Required task:
According to the Tort Claims Act summary, which two claims against the Disciplinary Hearing Commission did the Industrial Commission dismiss?

Source document:

------

2.                                                                                                      Tort Claims Act--jurisdiction of Industrial Commission--not for intentional acts--
Disciplinary Hearing Commission--statutory authority to enforce disbarment by
criminal contempt
The Industrial Commission did not err in dismissing plaintiff’s claims against defendant
Disciplinary Hearing Commission under the Tort Claims Act for false imprisonment and
intentional infliction of emotional distress based on defendants’ exercise of its statutory authority
to enforce its order of disbarment by criminal contempt powers because the Tort Claims Act
does not give the Industrial Commission jurisdiction to award damages based on intentional acts.

------

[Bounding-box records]

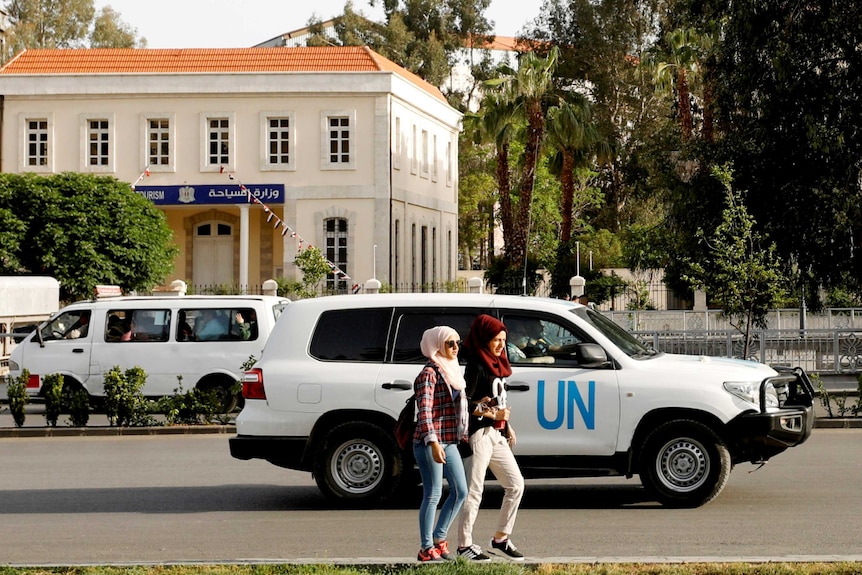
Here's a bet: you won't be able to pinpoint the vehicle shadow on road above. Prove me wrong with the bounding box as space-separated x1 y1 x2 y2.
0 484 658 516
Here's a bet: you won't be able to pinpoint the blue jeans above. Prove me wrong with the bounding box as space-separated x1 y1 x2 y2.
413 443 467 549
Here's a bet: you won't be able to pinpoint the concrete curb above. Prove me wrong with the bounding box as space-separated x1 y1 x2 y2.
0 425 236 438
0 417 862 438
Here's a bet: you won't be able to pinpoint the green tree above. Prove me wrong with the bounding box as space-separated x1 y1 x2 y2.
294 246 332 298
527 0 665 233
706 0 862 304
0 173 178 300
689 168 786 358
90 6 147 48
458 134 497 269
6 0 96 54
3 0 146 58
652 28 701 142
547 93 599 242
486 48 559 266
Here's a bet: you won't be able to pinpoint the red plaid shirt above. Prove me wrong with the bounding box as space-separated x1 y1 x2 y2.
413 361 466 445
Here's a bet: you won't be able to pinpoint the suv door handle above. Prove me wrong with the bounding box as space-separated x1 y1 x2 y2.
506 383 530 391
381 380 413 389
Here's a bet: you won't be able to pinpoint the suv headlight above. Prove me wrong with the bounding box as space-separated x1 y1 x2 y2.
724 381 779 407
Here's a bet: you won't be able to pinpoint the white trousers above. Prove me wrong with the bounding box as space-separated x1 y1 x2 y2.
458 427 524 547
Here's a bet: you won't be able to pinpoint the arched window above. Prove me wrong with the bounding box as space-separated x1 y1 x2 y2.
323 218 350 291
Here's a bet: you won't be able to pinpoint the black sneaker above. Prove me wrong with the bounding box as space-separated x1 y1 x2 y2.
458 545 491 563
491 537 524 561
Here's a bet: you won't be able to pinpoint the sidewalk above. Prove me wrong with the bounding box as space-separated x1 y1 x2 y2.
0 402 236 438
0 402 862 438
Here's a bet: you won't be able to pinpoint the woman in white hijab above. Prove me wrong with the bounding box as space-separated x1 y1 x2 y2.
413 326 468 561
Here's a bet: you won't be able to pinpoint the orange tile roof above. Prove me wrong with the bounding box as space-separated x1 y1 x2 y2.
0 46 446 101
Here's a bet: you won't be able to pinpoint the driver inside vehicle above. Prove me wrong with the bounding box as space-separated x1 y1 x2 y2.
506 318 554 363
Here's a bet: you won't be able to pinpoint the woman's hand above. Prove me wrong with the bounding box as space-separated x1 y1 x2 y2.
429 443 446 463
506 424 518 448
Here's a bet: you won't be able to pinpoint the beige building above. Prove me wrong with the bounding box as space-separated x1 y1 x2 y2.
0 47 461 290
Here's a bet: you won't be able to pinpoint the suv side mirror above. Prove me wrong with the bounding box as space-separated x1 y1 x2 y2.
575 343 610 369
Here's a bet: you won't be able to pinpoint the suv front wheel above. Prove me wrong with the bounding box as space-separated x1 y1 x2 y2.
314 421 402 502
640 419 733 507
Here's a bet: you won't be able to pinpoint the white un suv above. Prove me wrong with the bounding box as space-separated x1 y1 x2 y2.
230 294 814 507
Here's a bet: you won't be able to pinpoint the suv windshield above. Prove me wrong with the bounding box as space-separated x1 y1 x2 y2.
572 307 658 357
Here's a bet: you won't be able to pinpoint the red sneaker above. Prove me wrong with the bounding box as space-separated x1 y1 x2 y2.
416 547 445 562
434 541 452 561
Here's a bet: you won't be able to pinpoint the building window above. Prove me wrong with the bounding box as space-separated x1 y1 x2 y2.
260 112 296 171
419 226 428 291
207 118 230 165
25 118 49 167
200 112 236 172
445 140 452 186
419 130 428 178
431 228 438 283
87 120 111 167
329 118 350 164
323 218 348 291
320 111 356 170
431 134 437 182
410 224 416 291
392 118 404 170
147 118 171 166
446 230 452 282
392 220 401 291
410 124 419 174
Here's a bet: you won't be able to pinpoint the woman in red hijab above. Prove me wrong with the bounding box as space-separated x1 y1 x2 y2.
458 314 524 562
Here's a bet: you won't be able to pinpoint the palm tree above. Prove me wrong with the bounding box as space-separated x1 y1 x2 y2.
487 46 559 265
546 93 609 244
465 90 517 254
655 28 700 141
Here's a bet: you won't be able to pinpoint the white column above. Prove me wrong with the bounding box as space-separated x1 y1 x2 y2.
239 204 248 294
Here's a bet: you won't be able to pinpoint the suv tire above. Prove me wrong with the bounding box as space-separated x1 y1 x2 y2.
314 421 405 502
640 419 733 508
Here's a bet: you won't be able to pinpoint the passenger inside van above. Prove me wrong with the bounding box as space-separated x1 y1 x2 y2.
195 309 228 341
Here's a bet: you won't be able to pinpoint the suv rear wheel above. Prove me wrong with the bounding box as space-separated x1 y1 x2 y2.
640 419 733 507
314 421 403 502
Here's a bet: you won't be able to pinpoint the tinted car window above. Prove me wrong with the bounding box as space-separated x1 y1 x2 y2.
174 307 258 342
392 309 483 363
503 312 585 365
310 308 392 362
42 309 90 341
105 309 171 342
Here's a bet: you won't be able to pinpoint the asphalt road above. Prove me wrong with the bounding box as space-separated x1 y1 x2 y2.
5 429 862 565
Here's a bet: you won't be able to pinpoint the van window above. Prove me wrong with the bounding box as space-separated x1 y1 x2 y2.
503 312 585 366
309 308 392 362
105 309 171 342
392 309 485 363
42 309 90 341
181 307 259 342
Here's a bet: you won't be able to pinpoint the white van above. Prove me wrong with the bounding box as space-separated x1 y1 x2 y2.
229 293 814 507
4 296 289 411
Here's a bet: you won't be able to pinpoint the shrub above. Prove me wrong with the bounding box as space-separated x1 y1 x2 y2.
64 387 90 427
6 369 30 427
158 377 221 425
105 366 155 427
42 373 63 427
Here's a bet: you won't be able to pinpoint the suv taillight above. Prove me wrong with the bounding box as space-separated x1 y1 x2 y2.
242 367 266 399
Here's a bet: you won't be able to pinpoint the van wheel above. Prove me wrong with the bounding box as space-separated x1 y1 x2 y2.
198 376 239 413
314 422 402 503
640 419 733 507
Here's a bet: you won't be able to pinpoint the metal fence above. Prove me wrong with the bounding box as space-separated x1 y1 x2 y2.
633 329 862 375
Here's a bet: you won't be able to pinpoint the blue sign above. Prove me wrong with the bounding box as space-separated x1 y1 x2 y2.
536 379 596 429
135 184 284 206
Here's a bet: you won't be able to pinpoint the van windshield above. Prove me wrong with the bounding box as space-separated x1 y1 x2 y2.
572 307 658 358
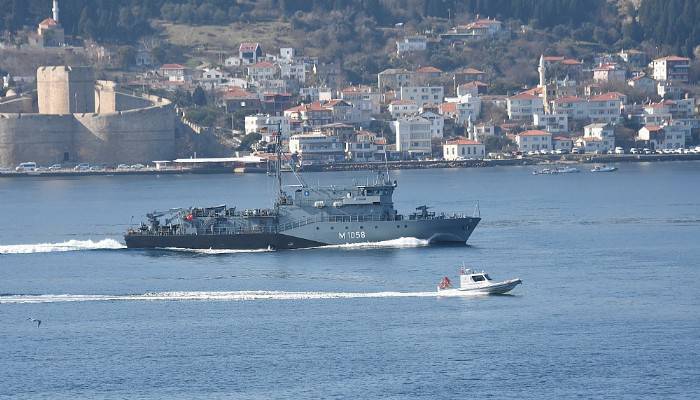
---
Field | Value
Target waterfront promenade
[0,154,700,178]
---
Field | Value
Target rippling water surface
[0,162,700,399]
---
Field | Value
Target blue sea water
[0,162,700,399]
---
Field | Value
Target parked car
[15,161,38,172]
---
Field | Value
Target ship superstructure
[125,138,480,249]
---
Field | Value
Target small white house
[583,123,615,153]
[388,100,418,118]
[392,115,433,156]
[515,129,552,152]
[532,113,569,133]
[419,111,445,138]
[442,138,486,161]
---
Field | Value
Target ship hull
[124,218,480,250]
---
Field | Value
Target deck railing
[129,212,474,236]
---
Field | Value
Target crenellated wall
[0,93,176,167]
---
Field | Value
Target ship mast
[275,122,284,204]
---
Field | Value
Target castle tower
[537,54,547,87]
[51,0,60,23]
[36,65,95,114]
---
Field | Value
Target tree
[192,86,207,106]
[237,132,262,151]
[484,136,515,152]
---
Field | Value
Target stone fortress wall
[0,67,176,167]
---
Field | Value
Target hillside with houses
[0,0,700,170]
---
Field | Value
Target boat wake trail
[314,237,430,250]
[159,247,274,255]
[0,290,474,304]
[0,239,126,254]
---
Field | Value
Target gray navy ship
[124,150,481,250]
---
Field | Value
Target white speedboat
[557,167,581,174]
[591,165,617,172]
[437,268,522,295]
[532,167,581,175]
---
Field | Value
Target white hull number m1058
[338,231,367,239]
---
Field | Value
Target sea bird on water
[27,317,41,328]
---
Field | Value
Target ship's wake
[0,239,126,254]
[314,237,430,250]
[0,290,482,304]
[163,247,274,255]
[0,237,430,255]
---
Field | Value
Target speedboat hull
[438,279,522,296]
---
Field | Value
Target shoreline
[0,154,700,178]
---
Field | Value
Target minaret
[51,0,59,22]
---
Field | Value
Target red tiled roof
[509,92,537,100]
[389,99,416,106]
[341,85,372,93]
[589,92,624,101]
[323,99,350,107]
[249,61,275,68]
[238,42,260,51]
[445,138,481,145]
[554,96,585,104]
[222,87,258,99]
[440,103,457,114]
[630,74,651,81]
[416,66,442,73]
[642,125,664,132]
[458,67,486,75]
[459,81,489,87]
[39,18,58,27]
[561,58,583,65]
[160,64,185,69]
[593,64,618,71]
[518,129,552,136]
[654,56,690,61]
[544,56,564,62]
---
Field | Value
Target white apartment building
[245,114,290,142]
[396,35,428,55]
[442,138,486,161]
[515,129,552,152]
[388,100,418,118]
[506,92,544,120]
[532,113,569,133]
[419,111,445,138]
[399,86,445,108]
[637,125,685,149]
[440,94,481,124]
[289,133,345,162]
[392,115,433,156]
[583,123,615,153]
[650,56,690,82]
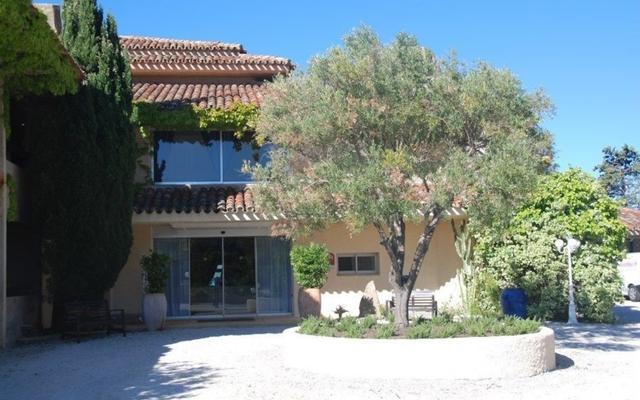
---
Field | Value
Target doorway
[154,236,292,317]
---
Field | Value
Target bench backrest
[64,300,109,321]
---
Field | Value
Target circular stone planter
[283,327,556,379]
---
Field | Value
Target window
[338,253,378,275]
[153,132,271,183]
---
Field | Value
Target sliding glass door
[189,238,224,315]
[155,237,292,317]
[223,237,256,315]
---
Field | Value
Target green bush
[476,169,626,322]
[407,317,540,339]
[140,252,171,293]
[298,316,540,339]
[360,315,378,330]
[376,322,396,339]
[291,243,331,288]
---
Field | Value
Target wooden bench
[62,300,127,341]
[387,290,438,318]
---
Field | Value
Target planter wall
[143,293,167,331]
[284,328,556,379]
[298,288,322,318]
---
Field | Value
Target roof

------

Solved problem:
False imprisonment and intentional infliction of emotional distress.